**Given records**
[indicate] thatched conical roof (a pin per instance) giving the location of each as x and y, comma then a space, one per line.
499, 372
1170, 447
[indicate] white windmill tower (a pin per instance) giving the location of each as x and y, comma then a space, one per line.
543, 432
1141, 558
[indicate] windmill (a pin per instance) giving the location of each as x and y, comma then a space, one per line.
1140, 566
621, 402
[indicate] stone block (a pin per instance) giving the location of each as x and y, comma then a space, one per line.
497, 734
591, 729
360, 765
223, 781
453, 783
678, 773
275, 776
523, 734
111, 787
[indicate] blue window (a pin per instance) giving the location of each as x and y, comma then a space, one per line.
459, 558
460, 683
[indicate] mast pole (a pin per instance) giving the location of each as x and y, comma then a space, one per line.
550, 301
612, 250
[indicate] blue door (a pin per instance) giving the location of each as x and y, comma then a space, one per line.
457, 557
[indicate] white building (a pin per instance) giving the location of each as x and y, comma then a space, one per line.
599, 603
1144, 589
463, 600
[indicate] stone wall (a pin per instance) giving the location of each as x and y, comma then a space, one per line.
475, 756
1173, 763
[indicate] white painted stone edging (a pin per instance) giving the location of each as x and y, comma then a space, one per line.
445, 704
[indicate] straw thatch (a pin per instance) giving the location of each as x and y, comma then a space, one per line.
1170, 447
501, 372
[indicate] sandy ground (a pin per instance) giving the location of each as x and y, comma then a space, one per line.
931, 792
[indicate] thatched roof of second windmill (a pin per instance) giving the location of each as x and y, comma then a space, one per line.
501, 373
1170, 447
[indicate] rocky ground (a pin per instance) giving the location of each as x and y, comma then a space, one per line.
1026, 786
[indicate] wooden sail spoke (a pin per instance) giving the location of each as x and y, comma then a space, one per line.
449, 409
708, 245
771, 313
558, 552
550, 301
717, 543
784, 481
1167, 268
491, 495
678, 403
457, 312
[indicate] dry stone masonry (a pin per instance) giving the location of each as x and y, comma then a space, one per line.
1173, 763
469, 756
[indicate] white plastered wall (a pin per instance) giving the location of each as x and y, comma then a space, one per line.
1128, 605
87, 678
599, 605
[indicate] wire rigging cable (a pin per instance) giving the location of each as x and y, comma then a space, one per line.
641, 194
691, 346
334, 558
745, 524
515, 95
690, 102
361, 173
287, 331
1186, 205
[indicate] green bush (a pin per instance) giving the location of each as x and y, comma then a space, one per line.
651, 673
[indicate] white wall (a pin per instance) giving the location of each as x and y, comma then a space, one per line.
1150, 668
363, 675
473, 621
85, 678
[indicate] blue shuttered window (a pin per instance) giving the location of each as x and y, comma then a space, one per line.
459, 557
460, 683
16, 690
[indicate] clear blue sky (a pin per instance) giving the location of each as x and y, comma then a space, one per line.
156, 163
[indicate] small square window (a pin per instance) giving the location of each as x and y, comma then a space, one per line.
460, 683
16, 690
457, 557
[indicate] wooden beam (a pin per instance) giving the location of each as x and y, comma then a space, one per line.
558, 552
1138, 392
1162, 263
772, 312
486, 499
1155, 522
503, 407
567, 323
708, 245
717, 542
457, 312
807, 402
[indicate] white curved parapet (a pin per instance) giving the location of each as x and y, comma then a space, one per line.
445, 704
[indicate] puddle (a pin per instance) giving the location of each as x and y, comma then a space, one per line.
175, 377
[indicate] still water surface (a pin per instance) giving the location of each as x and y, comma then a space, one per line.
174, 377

**Exercise brief**
Transcribe all of the entries without altering anything.

**Written answer**
[indicate] thatched conical roof (a pin per instance) giving the location of each as x and y, comma then a space, one per line.
499, 372
1170, 447
[indicate] white windmill tower (a pin per instance) giving the location of each as x and y, comma then a space, one per line.
543, 432
1141, 558
[indicate] windmill (a pin per instance) giving the location of each as x and y, comma then a space, one per line.
1140, 566
621, 402
[indicate] stone block (a pin per instance) giving the location of each as x and y, comma then a space, one per line.
497, 734
591, 729
360, 765
223, 781
453, 783
678, 773
275, 776
523, 734
111, 787
[indicate] blue window (a pin per instance) giving the location of each as x and y, comma then a space, one per line.
459, 558
460, 683
[indicate] mast pole (a pin per instance) giving the location of each as x and y, comma then a space, one per line.
550, 301
612, 250
[indicate] blue door (a pin per instance) giving the location of each as x and y, comma then a space, one per line.
457, 557
[indicate] white building (a pin per instance) giving the location of each as x and y, comma then a space, one per line.
599, 603
1144, 589
463, 600
[indicate] stone wall (a pin per instance) giving the location of each as x and y, comma then a space, one per line.
475, 756
1173, 763
[indicate] white painted stone edging (a pin per instance) giving the location of each as x and y, comma then a space, one per line.
445, 704
[indicate] straw thatch (a pin per instance) giving the location of each as x and y, comma then a space, one per line.
1170, 447
501, 372
[indicate] sandy ground (a pin per instance) giving the location of each as x and y, comma then a space, one per line.
931, 792
[indicate] thatched roof of second windmill (a pin per instance) giving the location of each as x and y, comma then a space, one per line.
501, 373
1170, 447
[indicate] rocky ground (a pin per instance) giving the location of each as x and y, comma then a space, one per line.
1026, 786
[indicate] wooden sail spoke (a pin per instance) giving the location of each as x and y, comma then a space, one per line.
449, 409
708, 245
771, 313
558, 552
550, 301
717, 543
784, 481
1167, 268
491, 495
678, 403
457, 312
[indicate] dry stone masonry (a pin per instance) giving the location of each as x and y, comma then a space, one per line.
1173, 763
469, 756
[indicate] white plastered wall (a pin per instance) giving the location of each as x and y, comma then a space, one per line.
1128, 605
87, 678
599, 605
[indicate] wire rigging cable (a pin per instance) giving the location of each as x and y, comma then a space, one per line.
641, 194
691, 346
334, 558
745, 524
515, 95
690, 102
361, 173
287, 331
1186, 205
[indicate] green bush (a pin per instance) giving the location of each as x and y, comma then a space, one per line.
651, 673
[indicate] white wall (a pin per instance) giving the location of each as x and y, comma then a space, one per line.
1150, 668
363, 675
473, 621
85, 678
[indicate] blue shuttered window (a pin per instance) giving the location of each as x and y, comma then a space, one per line.
459, 557
460, 683
16, 690
[indicate] clear blue sky (a pin per instance) giving the location of each as x and y, comma then a space, one per line.
156, 163
[indicate] small square window (a pin per instance) giving the location of each as x and y, comma then a space, one per line.
460, 683
16, 690
457, 557
[indicate] wooden beam (a pin per instance) giving the location of each as x and y, comma then a space, one per line.
558, 552
1138, 392
1162, 263
772, 312
486, 499
1155, 522
503, 407
567, 323
708, 245
717, 542
457, 312
807, 402
[indicate] white curved parapet (a pin per instance) giving the location of each as x and y, comma then a space, one per line.
445, 704
[indicate] puddle (a pin per instance) giving the location of each as x and y, comma then a space, one per line.
175, 377
[indicate] still water surface (a pin per instance) giving the location of each as x and y, comma then a space, one per line.
174, 377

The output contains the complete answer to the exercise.